* _WHAT THIS TASK INVOLVES_:
Copy out every line of the listing below that contains the word "nose", matching case exactly.

* _DATA FOR THIS TASK_:
━━━━━━━━

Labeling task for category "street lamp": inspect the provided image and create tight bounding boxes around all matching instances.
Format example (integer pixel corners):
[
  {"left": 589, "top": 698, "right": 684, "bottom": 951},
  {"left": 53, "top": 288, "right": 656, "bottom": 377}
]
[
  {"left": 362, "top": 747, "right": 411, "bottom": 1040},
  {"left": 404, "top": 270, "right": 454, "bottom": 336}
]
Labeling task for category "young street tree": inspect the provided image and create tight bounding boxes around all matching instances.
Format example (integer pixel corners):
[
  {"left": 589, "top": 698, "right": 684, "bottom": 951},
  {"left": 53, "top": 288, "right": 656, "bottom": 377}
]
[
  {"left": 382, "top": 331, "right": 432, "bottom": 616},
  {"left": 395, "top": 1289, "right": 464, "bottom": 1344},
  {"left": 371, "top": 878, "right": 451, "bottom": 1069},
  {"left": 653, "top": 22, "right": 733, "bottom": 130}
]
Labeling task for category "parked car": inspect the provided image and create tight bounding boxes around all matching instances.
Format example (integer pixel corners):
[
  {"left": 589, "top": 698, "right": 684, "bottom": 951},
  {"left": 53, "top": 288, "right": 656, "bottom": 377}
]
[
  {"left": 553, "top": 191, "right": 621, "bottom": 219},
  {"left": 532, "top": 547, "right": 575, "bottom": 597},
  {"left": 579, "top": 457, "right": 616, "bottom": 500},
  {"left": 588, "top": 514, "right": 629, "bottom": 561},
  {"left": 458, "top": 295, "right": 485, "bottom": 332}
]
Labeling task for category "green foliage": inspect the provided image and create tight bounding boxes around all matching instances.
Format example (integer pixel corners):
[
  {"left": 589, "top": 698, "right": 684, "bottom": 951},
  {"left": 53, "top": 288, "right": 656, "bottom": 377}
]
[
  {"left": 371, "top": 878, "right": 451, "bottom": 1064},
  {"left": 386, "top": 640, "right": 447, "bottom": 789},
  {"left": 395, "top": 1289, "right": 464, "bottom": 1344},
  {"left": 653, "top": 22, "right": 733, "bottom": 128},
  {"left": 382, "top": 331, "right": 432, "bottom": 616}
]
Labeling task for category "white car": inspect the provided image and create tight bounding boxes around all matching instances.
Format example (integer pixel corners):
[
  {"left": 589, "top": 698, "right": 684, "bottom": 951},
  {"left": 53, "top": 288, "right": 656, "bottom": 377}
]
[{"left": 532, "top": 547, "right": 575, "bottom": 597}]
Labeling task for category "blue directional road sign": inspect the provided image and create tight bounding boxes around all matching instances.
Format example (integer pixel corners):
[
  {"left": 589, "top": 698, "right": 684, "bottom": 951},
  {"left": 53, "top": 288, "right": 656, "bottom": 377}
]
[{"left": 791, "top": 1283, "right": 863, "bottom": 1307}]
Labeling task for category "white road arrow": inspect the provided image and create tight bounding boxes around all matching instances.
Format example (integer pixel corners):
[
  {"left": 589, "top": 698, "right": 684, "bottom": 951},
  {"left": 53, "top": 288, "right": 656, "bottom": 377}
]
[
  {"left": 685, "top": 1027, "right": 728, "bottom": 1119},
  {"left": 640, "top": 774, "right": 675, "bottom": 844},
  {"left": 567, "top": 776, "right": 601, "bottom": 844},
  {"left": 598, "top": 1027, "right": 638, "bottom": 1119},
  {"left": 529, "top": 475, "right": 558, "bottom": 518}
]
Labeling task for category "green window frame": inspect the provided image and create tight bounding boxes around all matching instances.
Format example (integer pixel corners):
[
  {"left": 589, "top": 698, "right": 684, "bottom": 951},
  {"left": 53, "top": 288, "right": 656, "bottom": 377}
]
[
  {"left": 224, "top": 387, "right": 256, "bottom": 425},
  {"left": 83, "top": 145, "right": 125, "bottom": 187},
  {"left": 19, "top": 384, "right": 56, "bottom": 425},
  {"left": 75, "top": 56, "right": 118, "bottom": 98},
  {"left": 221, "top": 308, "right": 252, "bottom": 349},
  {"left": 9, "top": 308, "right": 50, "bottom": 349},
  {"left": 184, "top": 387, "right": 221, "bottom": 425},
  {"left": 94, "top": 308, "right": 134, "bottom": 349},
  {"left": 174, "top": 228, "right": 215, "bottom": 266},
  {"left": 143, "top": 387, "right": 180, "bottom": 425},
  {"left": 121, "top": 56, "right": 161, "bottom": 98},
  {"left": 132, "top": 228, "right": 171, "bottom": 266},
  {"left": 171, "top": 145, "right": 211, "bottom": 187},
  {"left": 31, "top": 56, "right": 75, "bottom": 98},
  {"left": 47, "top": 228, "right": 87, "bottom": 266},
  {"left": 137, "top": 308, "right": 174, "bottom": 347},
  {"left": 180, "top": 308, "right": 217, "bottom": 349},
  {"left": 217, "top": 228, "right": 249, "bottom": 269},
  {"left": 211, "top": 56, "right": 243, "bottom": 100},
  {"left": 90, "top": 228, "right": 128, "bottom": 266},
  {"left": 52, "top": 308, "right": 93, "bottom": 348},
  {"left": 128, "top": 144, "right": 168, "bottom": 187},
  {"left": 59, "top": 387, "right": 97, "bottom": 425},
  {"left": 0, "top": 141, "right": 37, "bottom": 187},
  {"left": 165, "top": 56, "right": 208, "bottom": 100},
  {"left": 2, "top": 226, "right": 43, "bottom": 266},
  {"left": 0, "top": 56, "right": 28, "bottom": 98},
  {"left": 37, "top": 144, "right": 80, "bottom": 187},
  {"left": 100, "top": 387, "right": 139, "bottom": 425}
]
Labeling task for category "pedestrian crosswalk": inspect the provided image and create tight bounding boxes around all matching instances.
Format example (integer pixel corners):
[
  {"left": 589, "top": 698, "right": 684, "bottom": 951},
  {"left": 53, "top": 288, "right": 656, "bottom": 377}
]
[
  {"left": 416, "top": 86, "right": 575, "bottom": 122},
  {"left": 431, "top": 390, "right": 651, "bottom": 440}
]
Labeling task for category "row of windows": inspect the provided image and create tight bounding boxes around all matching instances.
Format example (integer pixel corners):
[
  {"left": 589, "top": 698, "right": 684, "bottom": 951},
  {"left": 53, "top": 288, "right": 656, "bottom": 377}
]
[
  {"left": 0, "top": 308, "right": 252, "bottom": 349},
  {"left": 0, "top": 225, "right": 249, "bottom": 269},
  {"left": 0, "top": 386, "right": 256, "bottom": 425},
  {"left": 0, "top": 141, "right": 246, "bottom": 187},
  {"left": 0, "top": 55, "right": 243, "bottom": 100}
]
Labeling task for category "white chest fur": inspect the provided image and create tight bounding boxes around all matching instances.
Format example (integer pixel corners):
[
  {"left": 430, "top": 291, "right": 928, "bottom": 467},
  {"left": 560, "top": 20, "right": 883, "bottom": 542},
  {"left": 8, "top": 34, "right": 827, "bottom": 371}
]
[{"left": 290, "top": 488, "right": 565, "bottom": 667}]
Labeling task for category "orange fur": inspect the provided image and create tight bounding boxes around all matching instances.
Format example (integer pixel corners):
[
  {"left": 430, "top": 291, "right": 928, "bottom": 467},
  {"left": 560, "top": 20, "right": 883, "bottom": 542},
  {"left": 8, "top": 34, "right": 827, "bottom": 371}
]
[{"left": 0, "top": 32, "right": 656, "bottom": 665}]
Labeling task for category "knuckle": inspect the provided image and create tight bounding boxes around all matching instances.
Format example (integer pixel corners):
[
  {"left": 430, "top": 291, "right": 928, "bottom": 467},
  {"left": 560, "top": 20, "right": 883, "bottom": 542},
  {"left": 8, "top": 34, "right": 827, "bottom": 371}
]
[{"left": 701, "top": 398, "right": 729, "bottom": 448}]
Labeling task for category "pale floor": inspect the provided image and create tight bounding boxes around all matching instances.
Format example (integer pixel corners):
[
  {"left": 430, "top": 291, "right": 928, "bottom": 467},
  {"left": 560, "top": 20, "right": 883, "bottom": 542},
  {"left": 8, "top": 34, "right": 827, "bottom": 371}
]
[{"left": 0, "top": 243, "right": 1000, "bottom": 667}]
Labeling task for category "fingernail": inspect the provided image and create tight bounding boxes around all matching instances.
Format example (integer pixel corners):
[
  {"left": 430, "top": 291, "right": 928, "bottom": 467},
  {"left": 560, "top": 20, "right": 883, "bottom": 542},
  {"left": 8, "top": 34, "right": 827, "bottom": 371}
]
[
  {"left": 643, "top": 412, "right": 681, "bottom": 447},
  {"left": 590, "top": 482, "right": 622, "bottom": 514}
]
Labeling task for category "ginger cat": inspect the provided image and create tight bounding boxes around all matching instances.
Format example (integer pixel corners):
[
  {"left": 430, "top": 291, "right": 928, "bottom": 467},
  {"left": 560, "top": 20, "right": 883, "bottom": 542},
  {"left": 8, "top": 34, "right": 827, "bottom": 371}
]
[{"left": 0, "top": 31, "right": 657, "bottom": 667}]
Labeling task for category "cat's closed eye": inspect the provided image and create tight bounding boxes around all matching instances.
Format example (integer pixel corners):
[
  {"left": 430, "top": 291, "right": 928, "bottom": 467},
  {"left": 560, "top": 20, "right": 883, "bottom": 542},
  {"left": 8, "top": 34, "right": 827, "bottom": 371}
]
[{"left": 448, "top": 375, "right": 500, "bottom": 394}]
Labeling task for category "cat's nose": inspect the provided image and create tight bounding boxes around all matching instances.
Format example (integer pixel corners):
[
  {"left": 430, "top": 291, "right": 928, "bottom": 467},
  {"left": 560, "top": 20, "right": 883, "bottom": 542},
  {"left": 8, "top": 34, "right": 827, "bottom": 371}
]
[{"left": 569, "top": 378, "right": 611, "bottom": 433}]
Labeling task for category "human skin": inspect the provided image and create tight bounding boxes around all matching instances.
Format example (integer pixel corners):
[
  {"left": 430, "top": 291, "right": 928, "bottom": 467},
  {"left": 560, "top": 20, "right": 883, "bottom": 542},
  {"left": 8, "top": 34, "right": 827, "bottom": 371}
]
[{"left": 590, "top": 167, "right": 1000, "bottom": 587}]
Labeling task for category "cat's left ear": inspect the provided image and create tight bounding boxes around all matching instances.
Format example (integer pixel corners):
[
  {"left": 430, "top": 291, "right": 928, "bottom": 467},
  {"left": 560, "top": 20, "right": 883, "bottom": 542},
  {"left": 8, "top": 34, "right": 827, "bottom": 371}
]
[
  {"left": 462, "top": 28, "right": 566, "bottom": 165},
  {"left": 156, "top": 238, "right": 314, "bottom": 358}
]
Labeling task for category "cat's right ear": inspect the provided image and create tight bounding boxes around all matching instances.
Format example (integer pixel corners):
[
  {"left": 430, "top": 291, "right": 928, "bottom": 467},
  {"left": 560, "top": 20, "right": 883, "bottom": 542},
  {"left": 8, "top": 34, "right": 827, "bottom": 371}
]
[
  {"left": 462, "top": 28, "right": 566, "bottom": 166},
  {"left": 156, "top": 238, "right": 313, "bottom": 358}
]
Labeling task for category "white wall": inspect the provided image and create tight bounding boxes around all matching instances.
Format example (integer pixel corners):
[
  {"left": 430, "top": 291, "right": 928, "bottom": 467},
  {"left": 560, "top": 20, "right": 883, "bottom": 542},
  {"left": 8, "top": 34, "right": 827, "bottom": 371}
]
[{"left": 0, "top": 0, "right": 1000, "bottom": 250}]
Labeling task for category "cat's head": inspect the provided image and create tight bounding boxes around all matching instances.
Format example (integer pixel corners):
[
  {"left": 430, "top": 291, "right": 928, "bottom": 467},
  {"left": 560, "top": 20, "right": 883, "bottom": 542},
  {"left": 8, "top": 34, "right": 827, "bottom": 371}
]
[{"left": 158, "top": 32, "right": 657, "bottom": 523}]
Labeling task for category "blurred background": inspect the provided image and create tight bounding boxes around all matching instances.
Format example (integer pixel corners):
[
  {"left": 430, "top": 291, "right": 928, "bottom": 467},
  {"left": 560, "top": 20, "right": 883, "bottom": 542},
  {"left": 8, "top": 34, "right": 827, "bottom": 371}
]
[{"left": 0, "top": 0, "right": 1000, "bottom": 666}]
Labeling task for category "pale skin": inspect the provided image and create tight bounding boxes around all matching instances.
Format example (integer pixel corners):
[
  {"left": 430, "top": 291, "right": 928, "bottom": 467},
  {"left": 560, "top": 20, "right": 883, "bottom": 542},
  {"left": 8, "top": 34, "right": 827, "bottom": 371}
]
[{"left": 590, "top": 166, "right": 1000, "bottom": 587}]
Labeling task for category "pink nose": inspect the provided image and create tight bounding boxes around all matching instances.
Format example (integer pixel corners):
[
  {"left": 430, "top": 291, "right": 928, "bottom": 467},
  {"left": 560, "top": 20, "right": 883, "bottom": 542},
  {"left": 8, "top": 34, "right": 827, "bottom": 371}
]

━━━━━━━━

* _IN RESPONSE_:
Labeling task for category "cat's nose": inspect the provided image and create tight bounding boxes around all matching instances.
Labeling task for category "pink nose": inspect the provided image and create tight bounding boxes around all matching instances.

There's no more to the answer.